(Excerpt provided)

>> Begin

To add columns to a scripted data source, follow these steps:

  1. Expand the Custom Column entry in the Data Components menu.

  2. Drag and drop one of the column types to the Tables to Import area.
    When you drop this item, the Custom Columns dialog box appears.

  3. Enter the columns settings:

  • NameEnter the name for the column. (Column names must match the column names as specified in the script in Spoon exactly, including capitalization and embedded spaces.)
  • Column Type: A display-only field that identifies the column type.
  • Convert Column Type: You can not change this value except for SQL columns. For SQL columns, you can select any of half a dozen conversion options.
  1. Click Apply to apply the settings.

Managing Columns

If a table you are working with has a large number of columns, you can use the Manage Columns to do quick edits for which columns to import. The Manage Columns dialog box displays the columns in a table so you can then check or uncheck columns for importing.

To manage columns for importing, follow these steps:

  1. Click the arrow on the tab to the right of the table name.
    A floating menu with several options appears.

  2. Click Manage Columns on the floating menu.
    The Manage Columns dialog box appears.

    BatchEdit-ManageColumns00063.png
  3. Check the box next to a column to import it. When you check a column, the column also appears within the preview window after the popup contents are saved. Unchecking a column removes the column from the preview window.

    You can not change the import status on system-generated fields such as isDe­leted. You can also change the import status on individual columns by selecting col­umn properties and setting the property or by dragging and dropping the columns onto the designer.

Customizing the Tables

For each table, you can customize the way in which data is imported.

To customize the table settings, follow these steps:

  1. Click the arrow on the tab to the right of the table name.
    A floating menu with several options appears.

  2. Click Table Settings on the floating menu.
    The Table Settings dialog box appears, as shown earlier.

  3. Click Apply to apply the settings.

  4. Repeat steps 1-3 for each table.

  5. Click Save to save the settings in the data source.

Setting Column Options

While using the Tables to Import section, you can see a preview of the data as it is in the data source or as it is in the Staging area after it has been imported. You can change the options for each column by mousing over its heading and then clicking the drop-down menu next to its name. These options are:

  • Sort Ascending: Sort the entire table based on this column in ascending order.
  • Sort Descending: Sort the entire table based on this column in descending order.
  • Column Settings: This dialog is used to change the properties of the column within the staging table.
  • Name: The name of the column, displayed in the header.
  • Column Type: The type of data used in the column.
  • Convert Column Type: Select the new type from this drop-down menu.
  • Exclude column from import: Select this to remove this column from the data being imported.
  • Delete custom column: Select this to delete the column. (Available for custom col­umns only.)

Downloading Data from a Staging Table

You can download data from a single staging table.

To download data from a single staging table, follow these steps:

  1. Click the down arrow in a table heading in the Tables to Import section.

  2. Select Download Data.

  3. At the prompt “This operation will send an email with a url to download the data,” click Send. Adaptive Integration sends an email containing a URL to the email account associated with the data designer.

  4. Open the email and click the URL. The data is downloaded in .csv format.

>> End

(Listed entries)
>> Begin

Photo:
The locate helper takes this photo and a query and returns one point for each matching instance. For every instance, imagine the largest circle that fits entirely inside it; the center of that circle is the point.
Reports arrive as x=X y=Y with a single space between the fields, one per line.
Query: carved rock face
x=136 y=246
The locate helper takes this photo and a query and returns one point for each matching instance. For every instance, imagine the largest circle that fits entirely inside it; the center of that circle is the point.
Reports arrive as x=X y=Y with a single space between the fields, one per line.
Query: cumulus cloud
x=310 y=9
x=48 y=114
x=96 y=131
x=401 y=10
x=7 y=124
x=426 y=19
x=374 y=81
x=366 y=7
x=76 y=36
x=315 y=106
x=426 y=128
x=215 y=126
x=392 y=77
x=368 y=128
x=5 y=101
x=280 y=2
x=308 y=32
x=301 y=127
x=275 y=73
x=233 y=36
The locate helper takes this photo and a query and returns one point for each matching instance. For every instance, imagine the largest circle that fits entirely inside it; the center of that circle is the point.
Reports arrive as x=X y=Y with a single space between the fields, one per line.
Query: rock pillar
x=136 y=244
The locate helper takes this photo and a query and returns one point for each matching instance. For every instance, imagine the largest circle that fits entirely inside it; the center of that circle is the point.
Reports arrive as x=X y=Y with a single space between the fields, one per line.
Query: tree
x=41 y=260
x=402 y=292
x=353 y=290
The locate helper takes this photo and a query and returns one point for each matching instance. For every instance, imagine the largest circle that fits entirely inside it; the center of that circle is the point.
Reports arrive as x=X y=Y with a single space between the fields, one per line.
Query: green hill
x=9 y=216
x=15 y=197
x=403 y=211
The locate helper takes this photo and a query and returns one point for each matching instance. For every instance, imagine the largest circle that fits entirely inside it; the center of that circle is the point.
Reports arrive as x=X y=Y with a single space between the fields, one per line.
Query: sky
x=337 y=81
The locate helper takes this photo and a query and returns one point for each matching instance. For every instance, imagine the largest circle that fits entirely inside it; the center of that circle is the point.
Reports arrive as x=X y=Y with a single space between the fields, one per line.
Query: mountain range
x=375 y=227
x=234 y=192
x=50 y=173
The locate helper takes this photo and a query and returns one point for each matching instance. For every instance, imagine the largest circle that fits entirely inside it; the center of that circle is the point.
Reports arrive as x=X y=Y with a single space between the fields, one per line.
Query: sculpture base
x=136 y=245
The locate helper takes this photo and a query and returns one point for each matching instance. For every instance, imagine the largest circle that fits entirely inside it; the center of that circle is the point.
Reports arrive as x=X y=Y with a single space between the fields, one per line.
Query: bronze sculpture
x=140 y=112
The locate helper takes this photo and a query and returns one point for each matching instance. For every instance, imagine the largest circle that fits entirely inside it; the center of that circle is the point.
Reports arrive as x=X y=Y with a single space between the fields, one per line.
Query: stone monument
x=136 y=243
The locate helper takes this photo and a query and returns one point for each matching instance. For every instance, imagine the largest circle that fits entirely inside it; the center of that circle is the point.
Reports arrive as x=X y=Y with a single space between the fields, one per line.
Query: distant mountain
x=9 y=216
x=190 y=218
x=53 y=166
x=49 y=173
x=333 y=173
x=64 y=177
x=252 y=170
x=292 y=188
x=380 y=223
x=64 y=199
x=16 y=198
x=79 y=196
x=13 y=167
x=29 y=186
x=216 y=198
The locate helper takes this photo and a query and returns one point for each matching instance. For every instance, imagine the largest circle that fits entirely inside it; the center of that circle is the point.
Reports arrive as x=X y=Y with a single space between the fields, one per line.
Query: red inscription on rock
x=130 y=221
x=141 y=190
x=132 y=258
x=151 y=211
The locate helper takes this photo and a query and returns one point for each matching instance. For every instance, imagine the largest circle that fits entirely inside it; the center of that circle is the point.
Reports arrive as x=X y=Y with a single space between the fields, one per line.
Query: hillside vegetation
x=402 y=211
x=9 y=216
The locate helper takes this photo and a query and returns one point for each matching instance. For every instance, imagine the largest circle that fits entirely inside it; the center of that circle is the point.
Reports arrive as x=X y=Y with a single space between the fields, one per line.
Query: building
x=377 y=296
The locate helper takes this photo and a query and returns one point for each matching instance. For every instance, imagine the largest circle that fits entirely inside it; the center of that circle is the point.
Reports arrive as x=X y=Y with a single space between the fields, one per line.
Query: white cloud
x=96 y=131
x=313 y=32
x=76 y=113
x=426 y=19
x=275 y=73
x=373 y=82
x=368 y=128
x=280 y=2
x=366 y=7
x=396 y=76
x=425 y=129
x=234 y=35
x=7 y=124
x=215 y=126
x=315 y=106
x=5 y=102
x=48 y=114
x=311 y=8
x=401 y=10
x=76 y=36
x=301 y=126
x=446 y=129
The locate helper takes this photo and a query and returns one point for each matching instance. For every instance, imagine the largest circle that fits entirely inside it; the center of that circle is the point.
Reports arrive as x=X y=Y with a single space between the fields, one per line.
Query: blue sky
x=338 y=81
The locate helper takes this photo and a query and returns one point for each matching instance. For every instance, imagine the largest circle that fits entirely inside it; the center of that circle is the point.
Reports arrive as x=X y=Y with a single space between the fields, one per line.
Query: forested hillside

>> End

(What to produce) Check each statement against the instructions above on importing columns and tables. Answer yes or no for each and quote the words that decide it. 1. Column names for a scripted data source have to match the names in the script, including capitalization. 2. The Convert Column Type value can be changed for any column type. 3. Data downloaded from a staging table comes in .csv format.

(Full output)
1. Yes: "Column names must match the column names as specified in the script in Spoon exactly, including capitalization and embedded spaces."
2. No: "You can not change this value except for SQL columns."
3. Yes: "The data is downloaded in .csv format."